_DOCUMENT EXCERPT_
---------------

–Sondi Warner, Writer/Blogger for Wrought Iron Reads
Indie authors are rebels, eschewing traditional routes to publishing and brandishing their unorthodox ambitions with pride. Traditionally, one would have to find an agent, shop around a manuscript, sign ambiguous contracts, cross fingers and wait a year or more for a book to reach booksellers. But indie authors simply write, edit and click “Publish.” Which method is best is subjective. There are, however, advantages to both, and all authors might do well to try blending their approach.
One of the often forgotten methods of gaining a readership is in the Traditional camp and is a great form of marketing your potential. Have you considered entering writing competitions? Similar to regional testing in public schools, competitions allow writers to compare their talent with that of their peers and see where they stand. Also, writers should never neglect their resume by focusing solely on self-published content.
Credibility is garnered by having a robust portfolio, including having stories published in circulars and magazines, as well as attaching some awards to your career history.

---------------

_DATA LINES_

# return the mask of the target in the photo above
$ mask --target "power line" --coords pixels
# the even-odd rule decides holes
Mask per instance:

---------------

_WRITTEN EXERCISE A_
In the piece on indie authors, what three steps do indie authors take in place of the traditional route to publishing?
_WRITTEN EXERCISE B_
Copy the passage from the piece on indie authors between "Credibility is garnered" and "your career history.", inclusive.

_TASK SOLUTION A_
They write, edit and click “Publish.”

_TASK SOLUTION B_
Credibility is garnered by having a robust portfolio, including having stories published in circulars and magazines, as well as attaching some awards to your career history.